_What you need to do_
Without any omission, reproduce the records that follow.

[Data entries]
Segment Open
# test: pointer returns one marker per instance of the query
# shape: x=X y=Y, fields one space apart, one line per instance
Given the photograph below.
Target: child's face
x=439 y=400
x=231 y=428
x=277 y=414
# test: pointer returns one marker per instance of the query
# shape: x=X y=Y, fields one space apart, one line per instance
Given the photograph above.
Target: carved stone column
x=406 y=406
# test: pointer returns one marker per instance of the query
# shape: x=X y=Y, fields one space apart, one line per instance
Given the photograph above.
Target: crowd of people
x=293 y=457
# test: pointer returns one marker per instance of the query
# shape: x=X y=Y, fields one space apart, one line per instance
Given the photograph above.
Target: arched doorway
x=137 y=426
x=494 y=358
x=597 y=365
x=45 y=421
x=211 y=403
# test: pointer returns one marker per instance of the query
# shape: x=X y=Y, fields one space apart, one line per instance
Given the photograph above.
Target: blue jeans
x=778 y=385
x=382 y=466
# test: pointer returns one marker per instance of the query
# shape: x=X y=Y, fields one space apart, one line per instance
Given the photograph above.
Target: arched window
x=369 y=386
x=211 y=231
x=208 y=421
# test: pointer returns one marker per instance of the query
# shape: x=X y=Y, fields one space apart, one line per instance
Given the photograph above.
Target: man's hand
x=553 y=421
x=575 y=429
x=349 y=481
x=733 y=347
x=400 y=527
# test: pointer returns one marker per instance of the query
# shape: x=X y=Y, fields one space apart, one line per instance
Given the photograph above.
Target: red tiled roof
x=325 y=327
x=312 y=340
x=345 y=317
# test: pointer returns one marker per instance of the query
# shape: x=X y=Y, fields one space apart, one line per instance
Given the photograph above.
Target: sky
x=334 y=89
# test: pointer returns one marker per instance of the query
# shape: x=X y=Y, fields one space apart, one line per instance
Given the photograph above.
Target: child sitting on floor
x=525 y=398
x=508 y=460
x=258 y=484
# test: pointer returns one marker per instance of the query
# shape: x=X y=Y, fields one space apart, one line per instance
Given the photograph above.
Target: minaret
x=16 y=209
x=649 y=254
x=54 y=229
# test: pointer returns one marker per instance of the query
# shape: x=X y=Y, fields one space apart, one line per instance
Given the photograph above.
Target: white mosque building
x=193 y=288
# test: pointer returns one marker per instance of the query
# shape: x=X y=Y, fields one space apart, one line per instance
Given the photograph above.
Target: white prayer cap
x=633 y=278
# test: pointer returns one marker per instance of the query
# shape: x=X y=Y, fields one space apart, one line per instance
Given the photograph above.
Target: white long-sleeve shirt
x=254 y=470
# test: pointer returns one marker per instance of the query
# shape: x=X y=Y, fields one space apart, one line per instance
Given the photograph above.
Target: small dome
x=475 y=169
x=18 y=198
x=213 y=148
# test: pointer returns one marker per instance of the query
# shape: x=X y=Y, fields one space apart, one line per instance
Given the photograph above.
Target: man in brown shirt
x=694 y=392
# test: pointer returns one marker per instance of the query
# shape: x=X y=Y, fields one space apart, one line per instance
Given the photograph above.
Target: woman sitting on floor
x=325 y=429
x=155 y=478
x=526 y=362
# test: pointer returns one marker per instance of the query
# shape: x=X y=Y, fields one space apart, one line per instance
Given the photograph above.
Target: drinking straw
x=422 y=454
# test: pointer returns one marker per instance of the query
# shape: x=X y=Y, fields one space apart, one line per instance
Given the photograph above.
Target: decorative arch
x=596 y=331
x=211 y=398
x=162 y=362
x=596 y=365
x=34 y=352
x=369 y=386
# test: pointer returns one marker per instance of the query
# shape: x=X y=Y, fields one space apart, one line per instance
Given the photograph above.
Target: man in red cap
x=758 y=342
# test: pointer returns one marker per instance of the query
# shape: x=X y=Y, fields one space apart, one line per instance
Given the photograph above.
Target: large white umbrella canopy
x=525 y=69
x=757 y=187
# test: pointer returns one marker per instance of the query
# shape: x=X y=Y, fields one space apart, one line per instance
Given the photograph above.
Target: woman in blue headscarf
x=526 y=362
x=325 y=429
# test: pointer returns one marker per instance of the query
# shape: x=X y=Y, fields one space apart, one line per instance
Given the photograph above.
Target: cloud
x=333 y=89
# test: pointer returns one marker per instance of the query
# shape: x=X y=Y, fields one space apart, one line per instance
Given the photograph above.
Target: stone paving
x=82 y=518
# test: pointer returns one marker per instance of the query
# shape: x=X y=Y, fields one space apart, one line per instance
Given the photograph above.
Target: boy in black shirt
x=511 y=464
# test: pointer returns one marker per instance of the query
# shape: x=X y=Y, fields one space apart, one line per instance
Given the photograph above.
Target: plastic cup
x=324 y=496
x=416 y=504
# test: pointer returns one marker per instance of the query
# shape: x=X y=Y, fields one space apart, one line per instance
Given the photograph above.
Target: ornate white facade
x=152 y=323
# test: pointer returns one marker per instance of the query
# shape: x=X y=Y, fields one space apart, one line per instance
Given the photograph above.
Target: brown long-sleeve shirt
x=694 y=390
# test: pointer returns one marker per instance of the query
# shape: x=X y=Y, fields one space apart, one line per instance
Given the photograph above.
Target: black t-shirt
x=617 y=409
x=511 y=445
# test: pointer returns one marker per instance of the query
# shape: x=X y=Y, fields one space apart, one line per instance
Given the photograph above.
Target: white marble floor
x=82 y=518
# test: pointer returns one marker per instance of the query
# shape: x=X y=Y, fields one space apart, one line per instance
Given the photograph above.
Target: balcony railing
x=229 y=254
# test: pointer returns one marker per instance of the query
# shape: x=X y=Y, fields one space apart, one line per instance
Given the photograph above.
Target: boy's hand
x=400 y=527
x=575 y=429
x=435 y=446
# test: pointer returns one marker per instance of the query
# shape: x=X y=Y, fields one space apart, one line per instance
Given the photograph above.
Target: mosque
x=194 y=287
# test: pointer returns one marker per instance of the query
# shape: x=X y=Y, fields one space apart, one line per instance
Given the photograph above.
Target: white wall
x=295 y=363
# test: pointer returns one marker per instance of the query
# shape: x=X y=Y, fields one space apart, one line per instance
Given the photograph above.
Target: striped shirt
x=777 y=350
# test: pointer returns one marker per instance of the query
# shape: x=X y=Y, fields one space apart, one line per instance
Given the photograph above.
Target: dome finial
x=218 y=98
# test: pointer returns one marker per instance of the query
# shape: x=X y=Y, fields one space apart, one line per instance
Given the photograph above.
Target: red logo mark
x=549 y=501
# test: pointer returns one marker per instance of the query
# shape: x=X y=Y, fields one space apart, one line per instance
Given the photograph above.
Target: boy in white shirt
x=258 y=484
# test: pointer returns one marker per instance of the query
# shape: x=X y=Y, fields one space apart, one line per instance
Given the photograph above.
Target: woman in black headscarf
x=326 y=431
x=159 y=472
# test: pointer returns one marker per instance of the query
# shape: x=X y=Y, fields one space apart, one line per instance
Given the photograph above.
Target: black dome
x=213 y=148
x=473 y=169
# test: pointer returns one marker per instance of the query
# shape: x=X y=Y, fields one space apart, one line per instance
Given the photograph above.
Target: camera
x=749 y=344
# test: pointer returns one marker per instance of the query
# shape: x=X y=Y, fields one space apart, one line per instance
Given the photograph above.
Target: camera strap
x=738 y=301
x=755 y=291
Segment Closed
_Solution to this exercise_
# test: pointer returns one marker per instance of the query
# shape: x=X y=Y, fields one space apart, one line per instance
Given the photograph below.
Target: child's face
x=439 y=400
x=231 y=428
x=277 y=414
# test: pointer returns one marker per instance of the query
# shape: x=X y=Y, fields one space apart, one line per instance
Given the photograph above.
Target: carved stone column
x=406 y=406
# test: pointer returns one marker per instance of the query
# shape: x=X y=Y, fields one space apart, one line per instance
Given the photograph above.
Target: crowd of people
x=293 y=457
# test: pointer returns one marker per instance of the query
# shape: x=X y=Y, fields one space apart, one line per instance
Given the photograph above.
Target: arched doorway
x=137 y=426
x=494 y=358
x=597 y=365
x=45 y=421
x=211 y=403
# test: pointer returns one marker per instance of the query
# shape: x=X y=Y, fields one space apart, one line per instance
Given the photograph above.
Target: blue jeans
x=778 y=385
x=382 y=466
# test: pointer returns one marker per instance of the query
# shape: x=X y=Y, fields one space apart, one line per instance
Given the photograph above.
Target: arched window
x=369 y=386
x=211 y=231
x=208 y=421
# test: pointer returns one marker per instance of the query
# shape: x=X y=Y, fields one space apart, one line per instance
Given the photograph above.
Target: man's hand
x=553 y=421
x=575 y=429
x=349 y=481
x=733 y=347
x=400 y=527
# test: pointer returns one marker per instance of the query
# shape: x=X y=Y, fields one space apart, one line per instance
Given the photograph above.
Target: red tiled roof
x=325 y=327
x=312 y=340
x=345 y=317
# test: pointer returns one marker per instance of the query
# shape: x=X y=Y, fields one space apart, one line per instance
Given the photograph above.
Target: sky
x=334 y=89
# test: pointer returns one marker per instance of the query
# shape: x=X y=Y, fields one space apart, one line per instance
Given the photograph above.
Target: child sitting on floor
x=525 y=398
x=508 y=460
x=258 y=484
# test: pointer returns one marker per instance of the query
# shape: x=X y=Y, fields one space apart, one line per instance
Given the photograph above.
Target: minaret
x=16 y=209
x=649 y=254
x=54 y=229
# test: pointer returns one marker per instance of the query
# shape: x=X y=Y, fields one space apart, one line per instance
Given the photograph above.
Target: white mosque building
x=193 y=288
# test: pointer returns one marker per instance of the query
# shape: x=X y=Y, fields one space apart, one line per instance
Given the photograph above.
Target: white prayer cap
x=633 y=278
# test: pointer returns one marker per instance of the query
# shape: x=X y=Y, fields one space apart, one line per instance
Given the photograph above.
Target: white long-sleeve shirt
x=254 y=470
# test: pointer returns one marker per instance of the query
# shape: x=X y=Y, fields one space apart, one line per instance
Given the photograph above.
Target: small dome
x=475 y=169
x=18 y=198
x=213 y=148
# test: pointer returns one marker per instance of the query
# shape: x=X y=Y, fields one space apart, one line per instance
Given the photograph above.
Target: man in brown shirt
x=694 y=392
# test: pointer returns one marker per instance of the query
# shape: x=X y=Y, fields one space apart, one line per instance
Given the photograph above.
Target: woman sitting on floor
x=325 y=429
x=155 y=478
x=526 y=362
# test: pointer returns one marker per instance of the query
# shape: x=X y=Y, fields one space apart, one line per instance
Given the photograph above.
Target: drinking straw
x=422 y=454
# test: pointer returns one marker per instance of the query
# shape: x=X y=Y, fields one space apart, one line per instance
Given the photograph above.
Target: decorative arch
x=596 y=331
x=211 y=398
x=162 y=362
x=596 y=365
x=34 y=352
x=369 y=386
# test: pointer returns one marker per instance of the query
# shape: x=X y=Y, fields one space apart, one line per instance
Given the photograph above.
Target: man in red cap
x=758 y=342
# test: pointer returns one marker per instance of the query
# shape: x=X y=Y, fields one space apart, one line per instance
Given the photograph above.
Target: large white umbrella canopy
x=525 y=69
x=757 y=187
# test: pointer returns one marker per instance of the query
# shape: x=X y=Y, fields one space apart, one line per instance
Given the photograph above.
Target: woman in blue headscarf
x=526 y=362
x=325 y=429
# test: pointer returns one marker per instance of the query
# shape: x=X y=Y, fields one space apart, one line per instance
Given the photograph above.
Target: cloud
x=333 y=89
# test: pointer returns one marker per instance of the query
# shape: x=X y=Y, fields one space apart, one line per instance
Given the photograph above.
Target: stone paving
x=82 y=518
# test: pointer returns one marker per instance of the query
# shape: x=X y=Y, fields one space apart, one line per instance
Given the photograph above.
Target: boy in black shirt
x=511 y=464
# test: pointer returns one marker per instance of the query
# shape: x=X y=Y, fields one space apart, one line per instance
Given the photograph above.
Target: plastic cup
x=324 y=496
x=416 y=504
# test: pointer returns one marker per instance of the query
# shape: x=X y=Y, fields one space apart, one line per instance
Given the photograph above.
Target: ornate white facade
x=152 y=323
# test: pointer returns one marker per instance of the query
# shape: x=X y=Y, fields one space apart, one line per instance
Given the photograph above.
Target: brown long-sleeve shirt
x=694 y=390
# test: pointer returns one marker per instance of the query
# shape: x=X y=Y, fields one space apart, one line per instance
Given the photograph above.
Target: black t-shirt
x=617 y=409
x=511 y=445
# test: pointer returns one marker per instance of the query
# shape: x=X y=Y, fields one space apart, one line per instance
Given the photograph above.
Target: white marble floor
x=82 y=518
# test: pointer returns one marker per instance of the query
# shape: x=X y=Y, fields one space apart, one line per instance
Given the photograph above.
Target: balcony railing
x=229 y=254
# test: pointer returns one marker per instance of the query
# shape: x=X y=Y, fields one space apart, one line per instance
Given the photograph above.
Target: boy's hand
x=400 y=527
x=575 y=429
x=435 y=446
# test: pointer returns one marker per instance of the query
# shape: x=X y=Y, fields one space apart, one line per instance
Given the photograph above.
Target: mosque
x=194 y=287
# test: pointer returns one marker per instance of the query
# shape: x=X y=Y, fields one space apart, one line per instance
Given the photograph above.
Target: white wall
x=295 y=363
# test: pointer returns one marker per instance of the query
# shape: x=X y=Y, fields one space apart, one line per instance
Given the photograph above.
Target: striped shirt
x=777 y=350
# test: pointer returns one marker per instance of the query
# shape: x=X y=Y, fields one space apart, one line per instance
Given the photograph above.
Target: dome finial
x=218 y=98
# test: pointer returns one marker per instance of the query
# shape: x=X y=Y, fields one space apart, one line per instance
Given the photograph above.
Target: red logo mark
x=549 y=501
# test: pointer returns one marker per instance of the query
# shape: x=X y=Y, fields one space apart, one line per instance
Given the photograph above.
Target: boy in white shirt
x=258 y=484
# test: pointer returns one marker per instance of the query
# shape: x=X y=Y, fields one space apart, one line per instance
Given the photograph above.
Target: woman in black headscarf
x=326 y=431
x=159 y=472
# test: pointer returns one marker per instance of the query
# shape: x=X y=Y, fields one space apart, one line per instance
Given the photograph above.
Target: black dome
x=213 y=148
x=473 y=169
# test: pointer returns one marker per instance of the query
# shape: x=X y=Y, fields one space apart, one line per instance
Given the photograph above.
Target: camera
x=749 y=344
# test: pointer returns one marker per instance of the query
# shape: x=X y=Y, fields one space apart, one line per instance
Given the photograph above.
Target: camera strap
x=738 y=301
x=755 y=291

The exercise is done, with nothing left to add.